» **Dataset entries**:
┏━━
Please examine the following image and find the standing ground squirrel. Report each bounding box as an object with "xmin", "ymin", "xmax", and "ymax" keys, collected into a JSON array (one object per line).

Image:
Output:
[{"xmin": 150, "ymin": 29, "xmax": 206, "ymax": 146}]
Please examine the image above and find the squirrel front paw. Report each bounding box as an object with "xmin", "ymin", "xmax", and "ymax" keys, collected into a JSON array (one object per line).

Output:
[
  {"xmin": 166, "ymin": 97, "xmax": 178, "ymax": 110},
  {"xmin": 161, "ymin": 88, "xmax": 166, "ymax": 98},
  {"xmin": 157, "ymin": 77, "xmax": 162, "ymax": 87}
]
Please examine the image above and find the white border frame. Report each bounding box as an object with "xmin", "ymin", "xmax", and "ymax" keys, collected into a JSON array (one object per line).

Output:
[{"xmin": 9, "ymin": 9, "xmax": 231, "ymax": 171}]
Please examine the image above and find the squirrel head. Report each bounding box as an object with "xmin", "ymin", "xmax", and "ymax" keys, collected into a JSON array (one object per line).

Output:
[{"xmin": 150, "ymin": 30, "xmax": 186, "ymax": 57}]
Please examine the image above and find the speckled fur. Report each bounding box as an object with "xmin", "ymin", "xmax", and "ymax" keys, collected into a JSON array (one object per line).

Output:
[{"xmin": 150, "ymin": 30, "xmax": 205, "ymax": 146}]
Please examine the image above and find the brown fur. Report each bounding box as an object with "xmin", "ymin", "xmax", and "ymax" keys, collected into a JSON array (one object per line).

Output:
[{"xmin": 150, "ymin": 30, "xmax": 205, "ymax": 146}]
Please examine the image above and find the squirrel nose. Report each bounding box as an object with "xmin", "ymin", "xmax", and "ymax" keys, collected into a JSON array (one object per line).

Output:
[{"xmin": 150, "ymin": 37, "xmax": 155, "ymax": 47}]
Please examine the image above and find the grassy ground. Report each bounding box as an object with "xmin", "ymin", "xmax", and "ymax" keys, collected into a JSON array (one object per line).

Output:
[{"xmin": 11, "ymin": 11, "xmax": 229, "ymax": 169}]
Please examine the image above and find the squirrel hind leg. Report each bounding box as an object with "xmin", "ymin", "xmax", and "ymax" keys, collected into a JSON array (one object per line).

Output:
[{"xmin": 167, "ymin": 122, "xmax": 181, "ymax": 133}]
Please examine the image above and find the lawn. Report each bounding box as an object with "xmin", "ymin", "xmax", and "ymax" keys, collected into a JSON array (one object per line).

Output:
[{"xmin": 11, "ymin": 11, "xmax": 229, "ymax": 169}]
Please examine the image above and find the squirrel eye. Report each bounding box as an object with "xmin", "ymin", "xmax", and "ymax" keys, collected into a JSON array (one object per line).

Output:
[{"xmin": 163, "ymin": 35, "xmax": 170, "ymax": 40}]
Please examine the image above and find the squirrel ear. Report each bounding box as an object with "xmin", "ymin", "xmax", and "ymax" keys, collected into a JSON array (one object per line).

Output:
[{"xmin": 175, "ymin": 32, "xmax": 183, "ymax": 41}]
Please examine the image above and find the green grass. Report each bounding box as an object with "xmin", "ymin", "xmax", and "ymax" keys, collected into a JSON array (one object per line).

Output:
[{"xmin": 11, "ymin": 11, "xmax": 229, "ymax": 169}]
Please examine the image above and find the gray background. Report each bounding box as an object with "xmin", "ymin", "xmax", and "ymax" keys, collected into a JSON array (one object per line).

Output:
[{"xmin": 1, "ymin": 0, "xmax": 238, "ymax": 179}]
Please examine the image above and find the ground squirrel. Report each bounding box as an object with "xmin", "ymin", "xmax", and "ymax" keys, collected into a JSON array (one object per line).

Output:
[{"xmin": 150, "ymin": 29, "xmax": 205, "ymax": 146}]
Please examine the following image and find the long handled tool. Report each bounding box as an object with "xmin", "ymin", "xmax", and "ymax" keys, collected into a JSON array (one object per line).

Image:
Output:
┗━━
» **Work to be completed**: Would you filter the records and copy out each line containing "following"?

» **Result of the exercise**:
Please examine the following image and find the standing ground squirrel. Report each bounding box as an object with "xmin", "ymin", "xmax", and "ymax" keys, collected into a JSON array (one object per line).
Please examine the following image and find the long handled tool. Report each bounding box as an object with "xmin", "ymin", "xmax", and "ymax" keys, collected into a JSON array (one object per line).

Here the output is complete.